DATASET ENTRIES: Begin

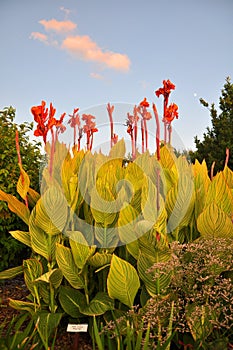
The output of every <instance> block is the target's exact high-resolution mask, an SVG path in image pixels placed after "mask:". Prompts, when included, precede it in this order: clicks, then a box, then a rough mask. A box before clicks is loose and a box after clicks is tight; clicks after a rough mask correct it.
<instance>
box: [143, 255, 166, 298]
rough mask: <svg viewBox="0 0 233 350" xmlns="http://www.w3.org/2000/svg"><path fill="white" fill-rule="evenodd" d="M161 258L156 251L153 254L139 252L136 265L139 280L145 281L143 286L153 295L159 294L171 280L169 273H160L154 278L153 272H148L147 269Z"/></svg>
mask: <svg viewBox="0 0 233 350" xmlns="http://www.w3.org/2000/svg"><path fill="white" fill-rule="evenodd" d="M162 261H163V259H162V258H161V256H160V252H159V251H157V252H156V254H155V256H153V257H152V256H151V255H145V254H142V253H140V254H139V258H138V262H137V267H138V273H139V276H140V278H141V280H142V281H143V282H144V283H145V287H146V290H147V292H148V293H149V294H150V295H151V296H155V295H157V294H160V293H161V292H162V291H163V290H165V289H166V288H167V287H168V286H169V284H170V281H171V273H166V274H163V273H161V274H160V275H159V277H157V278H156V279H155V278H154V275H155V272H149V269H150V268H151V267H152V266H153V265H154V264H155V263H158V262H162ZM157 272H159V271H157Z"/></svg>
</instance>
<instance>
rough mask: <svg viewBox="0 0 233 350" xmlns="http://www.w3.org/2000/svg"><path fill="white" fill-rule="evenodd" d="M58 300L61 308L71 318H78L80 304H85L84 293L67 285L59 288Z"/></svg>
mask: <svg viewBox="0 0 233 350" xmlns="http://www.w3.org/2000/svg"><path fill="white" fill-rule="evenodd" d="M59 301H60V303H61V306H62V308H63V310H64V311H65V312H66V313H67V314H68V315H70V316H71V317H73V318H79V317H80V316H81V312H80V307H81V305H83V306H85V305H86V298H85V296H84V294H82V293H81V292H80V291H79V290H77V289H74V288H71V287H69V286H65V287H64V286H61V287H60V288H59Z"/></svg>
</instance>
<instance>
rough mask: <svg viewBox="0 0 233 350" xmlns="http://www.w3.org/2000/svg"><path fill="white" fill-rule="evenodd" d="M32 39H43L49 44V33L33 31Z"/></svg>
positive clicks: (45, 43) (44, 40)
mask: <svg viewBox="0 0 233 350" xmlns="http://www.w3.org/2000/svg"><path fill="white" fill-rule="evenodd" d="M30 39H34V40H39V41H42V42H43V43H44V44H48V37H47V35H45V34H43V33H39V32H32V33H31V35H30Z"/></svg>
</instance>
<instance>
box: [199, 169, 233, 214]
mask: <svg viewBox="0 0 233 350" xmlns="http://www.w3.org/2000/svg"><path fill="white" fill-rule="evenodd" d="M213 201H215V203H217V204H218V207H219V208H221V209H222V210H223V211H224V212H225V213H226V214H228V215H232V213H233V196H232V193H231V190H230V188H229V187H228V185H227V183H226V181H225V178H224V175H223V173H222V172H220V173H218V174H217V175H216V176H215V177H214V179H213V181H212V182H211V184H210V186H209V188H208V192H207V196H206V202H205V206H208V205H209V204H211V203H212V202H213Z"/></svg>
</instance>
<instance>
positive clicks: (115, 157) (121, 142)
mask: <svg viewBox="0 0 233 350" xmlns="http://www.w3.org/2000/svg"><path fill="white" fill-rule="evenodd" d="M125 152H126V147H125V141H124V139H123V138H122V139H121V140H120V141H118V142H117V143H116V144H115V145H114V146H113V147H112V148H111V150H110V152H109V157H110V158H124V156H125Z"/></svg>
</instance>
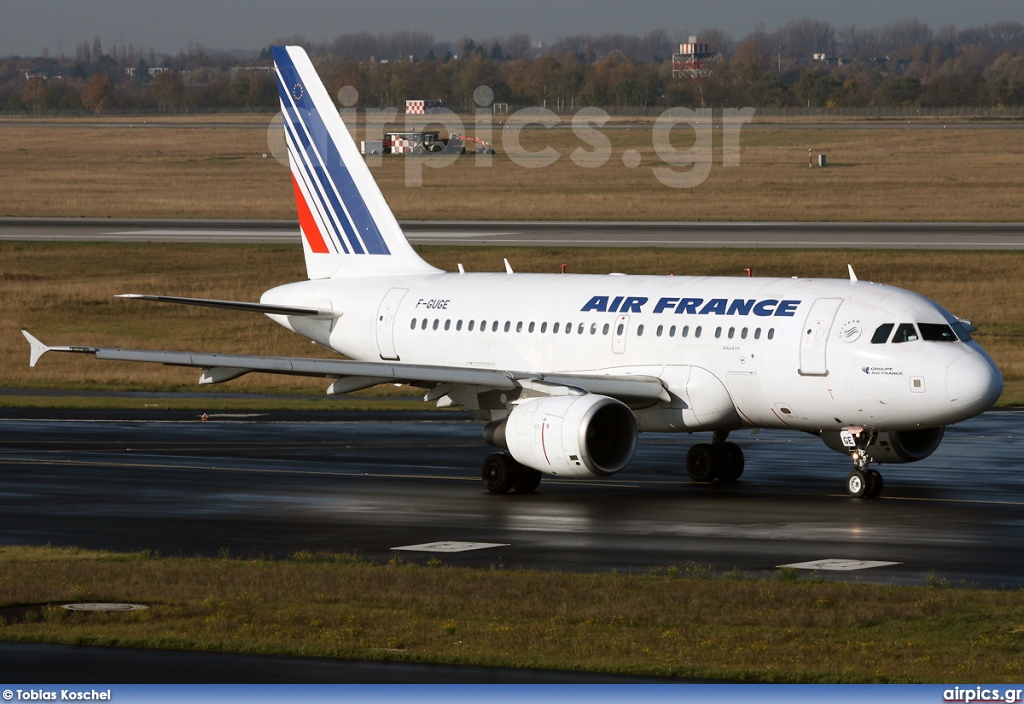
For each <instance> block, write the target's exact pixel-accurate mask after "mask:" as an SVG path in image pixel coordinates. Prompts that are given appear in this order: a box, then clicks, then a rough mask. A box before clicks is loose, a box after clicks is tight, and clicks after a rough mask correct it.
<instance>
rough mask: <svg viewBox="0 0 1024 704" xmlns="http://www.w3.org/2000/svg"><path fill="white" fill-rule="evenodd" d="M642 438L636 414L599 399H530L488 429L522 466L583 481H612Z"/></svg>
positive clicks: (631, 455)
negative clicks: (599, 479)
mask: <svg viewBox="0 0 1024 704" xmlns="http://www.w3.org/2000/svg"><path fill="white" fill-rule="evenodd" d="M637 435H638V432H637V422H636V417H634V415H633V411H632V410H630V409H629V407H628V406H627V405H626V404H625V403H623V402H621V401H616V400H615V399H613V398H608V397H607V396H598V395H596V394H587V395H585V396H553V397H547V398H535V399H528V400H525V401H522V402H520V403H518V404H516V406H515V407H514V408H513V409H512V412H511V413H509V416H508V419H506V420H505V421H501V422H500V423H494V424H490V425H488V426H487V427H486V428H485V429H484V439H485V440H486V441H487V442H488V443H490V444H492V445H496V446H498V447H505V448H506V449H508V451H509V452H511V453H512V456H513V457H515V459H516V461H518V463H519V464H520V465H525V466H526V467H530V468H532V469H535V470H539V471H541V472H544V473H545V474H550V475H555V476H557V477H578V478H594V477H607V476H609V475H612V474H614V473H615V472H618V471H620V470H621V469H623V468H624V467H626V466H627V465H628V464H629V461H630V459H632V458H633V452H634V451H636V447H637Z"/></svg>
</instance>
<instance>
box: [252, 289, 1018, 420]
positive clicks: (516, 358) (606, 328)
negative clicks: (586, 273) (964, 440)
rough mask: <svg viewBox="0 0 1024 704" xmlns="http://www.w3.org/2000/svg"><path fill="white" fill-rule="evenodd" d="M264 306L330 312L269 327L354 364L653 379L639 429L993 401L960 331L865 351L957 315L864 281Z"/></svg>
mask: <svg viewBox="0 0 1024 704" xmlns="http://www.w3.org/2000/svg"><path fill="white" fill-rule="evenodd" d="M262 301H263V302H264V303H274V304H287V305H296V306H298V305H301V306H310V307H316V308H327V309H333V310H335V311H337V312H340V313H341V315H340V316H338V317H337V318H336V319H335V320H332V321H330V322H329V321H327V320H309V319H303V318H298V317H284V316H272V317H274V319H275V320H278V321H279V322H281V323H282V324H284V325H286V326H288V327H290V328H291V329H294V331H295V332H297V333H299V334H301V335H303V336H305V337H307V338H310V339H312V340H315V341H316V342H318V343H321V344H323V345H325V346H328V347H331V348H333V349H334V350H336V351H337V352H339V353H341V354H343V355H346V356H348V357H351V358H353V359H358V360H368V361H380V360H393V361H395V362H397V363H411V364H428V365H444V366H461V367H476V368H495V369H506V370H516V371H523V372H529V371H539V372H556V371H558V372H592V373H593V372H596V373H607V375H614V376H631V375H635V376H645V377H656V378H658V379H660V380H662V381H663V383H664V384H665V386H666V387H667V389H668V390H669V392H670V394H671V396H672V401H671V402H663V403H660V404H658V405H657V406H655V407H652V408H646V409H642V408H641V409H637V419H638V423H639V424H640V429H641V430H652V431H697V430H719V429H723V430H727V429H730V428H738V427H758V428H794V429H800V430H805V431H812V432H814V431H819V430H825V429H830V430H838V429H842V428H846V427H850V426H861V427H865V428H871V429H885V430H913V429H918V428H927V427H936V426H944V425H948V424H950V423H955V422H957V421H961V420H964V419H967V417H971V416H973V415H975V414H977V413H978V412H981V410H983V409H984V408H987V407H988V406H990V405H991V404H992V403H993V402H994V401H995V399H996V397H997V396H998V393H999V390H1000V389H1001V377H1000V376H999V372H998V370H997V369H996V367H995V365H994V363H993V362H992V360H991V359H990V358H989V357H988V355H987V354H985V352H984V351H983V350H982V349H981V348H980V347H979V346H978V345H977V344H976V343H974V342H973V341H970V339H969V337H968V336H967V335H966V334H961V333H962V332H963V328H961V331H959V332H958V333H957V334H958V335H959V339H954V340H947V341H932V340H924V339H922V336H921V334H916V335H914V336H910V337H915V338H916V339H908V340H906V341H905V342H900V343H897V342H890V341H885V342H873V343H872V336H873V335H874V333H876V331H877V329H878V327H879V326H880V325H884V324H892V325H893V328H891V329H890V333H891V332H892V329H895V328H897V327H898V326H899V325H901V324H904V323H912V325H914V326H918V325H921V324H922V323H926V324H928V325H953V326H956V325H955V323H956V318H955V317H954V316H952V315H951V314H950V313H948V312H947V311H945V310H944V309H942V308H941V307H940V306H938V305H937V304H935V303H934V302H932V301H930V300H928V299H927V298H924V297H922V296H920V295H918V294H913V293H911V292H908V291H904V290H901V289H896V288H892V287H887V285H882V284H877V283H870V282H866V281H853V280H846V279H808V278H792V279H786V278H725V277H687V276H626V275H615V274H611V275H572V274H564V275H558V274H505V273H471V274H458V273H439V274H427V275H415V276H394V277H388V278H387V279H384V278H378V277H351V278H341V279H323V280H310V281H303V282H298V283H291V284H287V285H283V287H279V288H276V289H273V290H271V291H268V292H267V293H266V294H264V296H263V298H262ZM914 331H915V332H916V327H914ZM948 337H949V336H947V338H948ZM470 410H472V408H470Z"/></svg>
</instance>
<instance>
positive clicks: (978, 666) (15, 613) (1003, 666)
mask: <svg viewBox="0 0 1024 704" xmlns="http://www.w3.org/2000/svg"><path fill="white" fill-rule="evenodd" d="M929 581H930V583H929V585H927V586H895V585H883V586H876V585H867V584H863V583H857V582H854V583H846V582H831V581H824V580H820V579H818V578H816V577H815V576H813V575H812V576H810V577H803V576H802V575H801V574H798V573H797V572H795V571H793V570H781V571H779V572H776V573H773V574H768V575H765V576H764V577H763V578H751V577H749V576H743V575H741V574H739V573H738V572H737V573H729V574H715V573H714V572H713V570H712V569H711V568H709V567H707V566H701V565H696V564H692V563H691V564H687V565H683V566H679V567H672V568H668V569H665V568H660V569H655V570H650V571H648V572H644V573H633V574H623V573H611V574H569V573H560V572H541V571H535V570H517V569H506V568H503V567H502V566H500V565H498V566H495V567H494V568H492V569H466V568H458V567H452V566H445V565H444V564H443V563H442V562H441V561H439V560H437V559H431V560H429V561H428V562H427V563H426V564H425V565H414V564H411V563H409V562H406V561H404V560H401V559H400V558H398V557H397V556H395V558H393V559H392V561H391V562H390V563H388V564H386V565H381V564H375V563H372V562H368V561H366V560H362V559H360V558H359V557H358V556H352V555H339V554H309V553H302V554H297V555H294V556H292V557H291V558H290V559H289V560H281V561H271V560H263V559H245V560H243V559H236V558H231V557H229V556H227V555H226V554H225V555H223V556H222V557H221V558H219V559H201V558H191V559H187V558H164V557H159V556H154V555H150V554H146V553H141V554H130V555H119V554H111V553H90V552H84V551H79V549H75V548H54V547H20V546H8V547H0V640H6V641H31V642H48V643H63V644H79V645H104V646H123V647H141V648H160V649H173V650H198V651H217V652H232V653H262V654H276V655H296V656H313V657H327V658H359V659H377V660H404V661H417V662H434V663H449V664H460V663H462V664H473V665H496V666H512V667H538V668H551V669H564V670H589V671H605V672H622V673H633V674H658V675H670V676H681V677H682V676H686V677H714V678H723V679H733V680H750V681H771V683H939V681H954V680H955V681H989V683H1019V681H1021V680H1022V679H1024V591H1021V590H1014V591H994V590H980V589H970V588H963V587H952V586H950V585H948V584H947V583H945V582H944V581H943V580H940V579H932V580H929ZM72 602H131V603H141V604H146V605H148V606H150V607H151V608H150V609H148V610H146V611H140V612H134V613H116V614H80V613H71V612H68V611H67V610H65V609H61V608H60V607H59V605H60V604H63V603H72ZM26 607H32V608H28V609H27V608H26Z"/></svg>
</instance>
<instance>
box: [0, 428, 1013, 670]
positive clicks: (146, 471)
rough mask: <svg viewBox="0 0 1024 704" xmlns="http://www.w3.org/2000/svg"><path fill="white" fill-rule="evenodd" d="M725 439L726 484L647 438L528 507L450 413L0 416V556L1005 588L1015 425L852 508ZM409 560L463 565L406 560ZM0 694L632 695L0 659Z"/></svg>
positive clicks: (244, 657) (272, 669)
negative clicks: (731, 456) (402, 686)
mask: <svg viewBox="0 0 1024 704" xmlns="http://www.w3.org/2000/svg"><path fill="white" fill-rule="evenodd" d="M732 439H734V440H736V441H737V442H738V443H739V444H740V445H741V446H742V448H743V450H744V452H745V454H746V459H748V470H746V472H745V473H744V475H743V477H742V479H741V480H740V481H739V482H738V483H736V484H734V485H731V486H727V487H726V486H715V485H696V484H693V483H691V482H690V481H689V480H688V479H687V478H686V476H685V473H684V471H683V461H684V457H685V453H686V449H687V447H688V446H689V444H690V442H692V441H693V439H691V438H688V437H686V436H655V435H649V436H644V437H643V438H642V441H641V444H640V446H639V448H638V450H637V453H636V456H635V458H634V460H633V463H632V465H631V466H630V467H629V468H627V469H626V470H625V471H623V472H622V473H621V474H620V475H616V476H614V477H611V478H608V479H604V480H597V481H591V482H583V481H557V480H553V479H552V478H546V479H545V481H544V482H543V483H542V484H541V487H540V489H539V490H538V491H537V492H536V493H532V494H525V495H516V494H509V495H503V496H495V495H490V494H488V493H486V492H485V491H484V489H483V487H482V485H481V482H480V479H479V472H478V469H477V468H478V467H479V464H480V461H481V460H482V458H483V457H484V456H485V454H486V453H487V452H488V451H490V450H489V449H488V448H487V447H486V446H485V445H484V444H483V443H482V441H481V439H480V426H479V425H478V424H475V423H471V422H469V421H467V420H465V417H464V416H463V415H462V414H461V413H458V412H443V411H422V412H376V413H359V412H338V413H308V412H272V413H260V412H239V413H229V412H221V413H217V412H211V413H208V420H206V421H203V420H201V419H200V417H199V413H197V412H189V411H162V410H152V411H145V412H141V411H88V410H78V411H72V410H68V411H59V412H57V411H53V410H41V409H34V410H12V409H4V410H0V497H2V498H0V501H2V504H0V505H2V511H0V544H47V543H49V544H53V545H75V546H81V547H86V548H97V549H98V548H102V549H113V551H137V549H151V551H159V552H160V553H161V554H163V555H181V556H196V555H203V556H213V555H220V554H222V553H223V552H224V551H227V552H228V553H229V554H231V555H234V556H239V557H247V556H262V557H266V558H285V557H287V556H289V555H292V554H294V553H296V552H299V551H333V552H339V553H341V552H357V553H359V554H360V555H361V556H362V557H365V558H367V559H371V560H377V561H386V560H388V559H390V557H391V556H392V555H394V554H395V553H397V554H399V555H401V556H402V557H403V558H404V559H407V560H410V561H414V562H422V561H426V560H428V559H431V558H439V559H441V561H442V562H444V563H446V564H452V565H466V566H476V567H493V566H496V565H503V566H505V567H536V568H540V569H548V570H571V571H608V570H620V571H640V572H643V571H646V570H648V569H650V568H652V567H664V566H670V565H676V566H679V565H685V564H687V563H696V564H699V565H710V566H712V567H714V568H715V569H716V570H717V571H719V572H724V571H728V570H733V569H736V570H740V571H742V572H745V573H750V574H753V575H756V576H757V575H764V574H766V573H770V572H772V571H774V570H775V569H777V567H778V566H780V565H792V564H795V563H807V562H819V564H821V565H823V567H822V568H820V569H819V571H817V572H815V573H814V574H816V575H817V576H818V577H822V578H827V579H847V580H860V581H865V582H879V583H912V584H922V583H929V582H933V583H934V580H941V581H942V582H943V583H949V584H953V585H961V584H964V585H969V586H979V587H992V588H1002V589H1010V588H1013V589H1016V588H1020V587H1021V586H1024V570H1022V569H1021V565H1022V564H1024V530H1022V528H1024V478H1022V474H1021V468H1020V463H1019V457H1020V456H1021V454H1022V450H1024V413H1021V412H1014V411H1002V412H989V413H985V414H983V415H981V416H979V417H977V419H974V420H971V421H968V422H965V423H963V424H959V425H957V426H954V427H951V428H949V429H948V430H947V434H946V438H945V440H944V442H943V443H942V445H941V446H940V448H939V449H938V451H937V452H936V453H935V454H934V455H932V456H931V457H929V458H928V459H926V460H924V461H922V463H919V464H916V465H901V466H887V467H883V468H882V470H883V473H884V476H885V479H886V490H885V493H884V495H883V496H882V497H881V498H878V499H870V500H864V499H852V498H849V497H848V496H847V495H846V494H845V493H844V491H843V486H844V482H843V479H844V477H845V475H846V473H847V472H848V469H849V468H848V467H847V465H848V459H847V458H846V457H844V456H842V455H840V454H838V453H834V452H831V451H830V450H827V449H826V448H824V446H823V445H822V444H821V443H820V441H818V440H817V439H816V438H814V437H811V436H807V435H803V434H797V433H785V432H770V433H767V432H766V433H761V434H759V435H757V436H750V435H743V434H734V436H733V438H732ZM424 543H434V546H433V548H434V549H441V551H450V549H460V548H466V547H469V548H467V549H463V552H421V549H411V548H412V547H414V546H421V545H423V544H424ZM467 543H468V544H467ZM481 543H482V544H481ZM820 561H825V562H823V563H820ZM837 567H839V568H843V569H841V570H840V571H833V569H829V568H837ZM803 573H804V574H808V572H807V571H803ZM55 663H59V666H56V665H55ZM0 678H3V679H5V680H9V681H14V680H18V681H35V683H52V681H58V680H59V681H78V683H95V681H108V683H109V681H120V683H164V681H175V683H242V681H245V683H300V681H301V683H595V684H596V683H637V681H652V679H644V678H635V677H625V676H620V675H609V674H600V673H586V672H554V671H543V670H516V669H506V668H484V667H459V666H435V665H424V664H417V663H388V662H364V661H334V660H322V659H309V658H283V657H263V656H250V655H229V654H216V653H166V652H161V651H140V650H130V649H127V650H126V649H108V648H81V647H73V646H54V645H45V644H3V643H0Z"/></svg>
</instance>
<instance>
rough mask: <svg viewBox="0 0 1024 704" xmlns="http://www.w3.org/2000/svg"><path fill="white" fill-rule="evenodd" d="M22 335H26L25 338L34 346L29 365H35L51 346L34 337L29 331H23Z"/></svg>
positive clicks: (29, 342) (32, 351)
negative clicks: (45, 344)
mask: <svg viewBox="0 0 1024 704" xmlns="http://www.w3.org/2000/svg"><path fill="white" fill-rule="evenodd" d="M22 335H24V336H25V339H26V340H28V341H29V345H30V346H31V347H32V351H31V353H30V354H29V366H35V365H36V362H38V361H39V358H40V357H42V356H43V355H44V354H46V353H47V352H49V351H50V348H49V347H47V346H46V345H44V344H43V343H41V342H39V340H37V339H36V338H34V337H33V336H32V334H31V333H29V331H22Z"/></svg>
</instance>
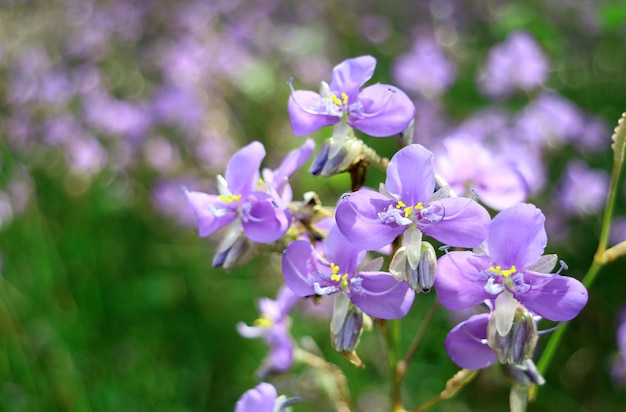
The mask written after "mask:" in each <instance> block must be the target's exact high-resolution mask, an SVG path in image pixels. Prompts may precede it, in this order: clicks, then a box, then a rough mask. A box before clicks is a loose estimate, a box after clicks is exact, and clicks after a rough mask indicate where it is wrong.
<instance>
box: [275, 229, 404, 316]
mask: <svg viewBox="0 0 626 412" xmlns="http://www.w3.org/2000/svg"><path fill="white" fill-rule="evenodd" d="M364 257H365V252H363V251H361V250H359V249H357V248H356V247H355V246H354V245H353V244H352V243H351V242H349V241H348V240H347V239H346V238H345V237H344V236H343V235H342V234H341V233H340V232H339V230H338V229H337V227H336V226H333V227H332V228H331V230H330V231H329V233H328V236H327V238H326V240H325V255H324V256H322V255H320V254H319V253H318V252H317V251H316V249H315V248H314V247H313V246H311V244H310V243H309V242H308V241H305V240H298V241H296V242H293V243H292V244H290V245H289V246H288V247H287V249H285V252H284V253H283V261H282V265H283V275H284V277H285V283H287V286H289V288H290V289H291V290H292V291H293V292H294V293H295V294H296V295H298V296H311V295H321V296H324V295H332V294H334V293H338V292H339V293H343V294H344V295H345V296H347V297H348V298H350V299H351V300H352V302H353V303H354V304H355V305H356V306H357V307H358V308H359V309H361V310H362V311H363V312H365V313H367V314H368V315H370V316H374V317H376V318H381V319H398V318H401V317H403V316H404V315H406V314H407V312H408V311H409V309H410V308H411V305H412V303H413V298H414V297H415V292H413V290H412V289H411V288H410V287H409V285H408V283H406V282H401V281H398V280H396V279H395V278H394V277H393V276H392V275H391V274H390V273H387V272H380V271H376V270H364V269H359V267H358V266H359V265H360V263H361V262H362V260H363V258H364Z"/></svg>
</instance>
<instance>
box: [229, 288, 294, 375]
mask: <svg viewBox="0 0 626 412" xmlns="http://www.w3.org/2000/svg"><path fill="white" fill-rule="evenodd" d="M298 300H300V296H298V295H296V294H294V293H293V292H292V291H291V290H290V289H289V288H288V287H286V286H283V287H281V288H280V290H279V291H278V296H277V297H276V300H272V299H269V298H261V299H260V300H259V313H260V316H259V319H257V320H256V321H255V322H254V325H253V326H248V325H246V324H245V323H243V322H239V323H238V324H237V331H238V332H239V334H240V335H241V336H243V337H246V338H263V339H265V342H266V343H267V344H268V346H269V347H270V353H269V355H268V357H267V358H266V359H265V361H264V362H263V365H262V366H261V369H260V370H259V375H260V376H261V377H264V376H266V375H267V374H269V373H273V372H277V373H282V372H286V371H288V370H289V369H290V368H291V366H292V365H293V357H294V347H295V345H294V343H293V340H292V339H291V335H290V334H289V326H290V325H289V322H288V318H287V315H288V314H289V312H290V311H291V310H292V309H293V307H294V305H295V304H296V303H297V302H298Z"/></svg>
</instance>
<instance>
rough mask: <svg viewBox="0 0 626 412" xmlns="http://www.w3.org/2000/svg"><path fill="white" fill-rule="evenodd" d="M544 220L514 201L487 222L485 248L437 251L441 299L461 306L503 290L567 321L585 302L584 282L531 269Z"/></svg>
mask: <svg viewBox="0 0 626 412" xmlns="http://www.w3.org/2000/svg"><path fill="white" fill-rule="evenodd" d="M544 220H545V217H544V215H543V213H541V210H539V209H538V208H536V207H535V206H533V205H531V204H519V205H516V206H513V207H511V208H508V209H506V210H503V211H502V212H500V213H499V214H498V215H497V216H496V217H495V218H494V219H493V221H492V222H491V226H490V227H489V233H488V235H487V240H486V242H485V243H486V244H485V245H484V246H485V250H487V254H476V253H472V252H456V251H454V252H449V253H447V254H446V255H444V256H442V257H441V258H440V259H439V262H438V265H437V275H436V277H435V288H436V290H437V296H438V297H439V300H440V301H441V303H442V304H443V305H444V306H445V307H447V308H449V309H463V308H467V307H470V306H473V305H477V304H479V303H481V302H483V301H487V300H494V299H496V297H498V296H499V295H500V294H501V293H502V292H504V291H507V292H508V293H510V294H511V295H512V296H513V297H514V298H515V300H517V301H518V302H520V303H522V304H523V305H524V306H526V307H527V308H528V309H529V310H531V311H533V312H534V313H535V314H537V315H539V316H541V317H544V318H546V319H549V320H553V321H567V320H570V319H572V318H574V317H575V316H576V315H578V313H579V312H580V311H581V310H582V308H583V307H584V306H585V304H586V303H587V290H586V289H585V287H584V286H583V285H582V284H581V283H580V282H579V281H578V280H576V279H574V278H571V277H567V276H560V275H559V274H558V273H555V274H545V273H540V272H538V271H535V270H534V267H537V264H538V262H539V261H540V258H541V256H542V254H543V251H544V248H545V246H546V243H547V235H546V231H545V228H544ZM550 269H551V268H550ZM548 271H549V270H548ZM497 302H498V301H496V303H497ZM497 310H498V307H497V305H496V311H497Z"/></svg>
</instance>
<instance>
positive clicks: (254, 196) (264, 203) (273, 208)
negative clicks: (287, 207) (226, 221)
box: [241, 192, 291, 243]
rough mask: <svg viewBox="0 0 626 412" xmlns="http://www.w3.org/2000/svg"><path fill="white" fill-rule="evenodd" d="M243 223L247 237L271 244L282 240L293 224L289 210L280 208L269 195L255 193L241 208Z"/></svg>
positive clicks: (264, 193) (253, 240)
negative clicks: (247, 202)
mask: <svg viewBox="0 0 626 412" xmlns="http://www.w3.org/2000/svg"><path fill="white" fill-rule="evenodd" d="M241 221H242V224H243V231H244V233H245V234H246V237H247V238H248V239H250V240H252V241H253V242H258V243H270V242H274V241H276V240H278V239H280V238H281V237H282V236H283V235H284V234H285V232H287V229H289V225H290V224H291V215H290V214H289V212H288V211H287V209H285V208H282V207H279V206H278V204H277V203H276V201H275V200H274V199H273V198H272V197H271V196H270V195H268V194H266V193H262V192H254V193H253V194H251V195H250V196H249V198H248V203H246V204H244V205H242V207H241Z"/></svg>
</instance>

DATASET ENTRIES: End

→ **TASK ITEM**
Leave out the pictures and repeat exactly the lines from the first line of the data through the line containing "box: [143, 255, 166, 298]". Add nothing else.

→ **THE COMPLETED TASK**
The output of every <instance> block is the target's exact high-resolution mask, an SVG path in image pixels placed after "mask:". Prompts, when included, precede it in this order: clicks, then a box, then a rough mask. A box before clicks is loose and a box after clicks is tight; clicks after a rough mask correct it.
<instance>
box: [143, 255, 166, 298]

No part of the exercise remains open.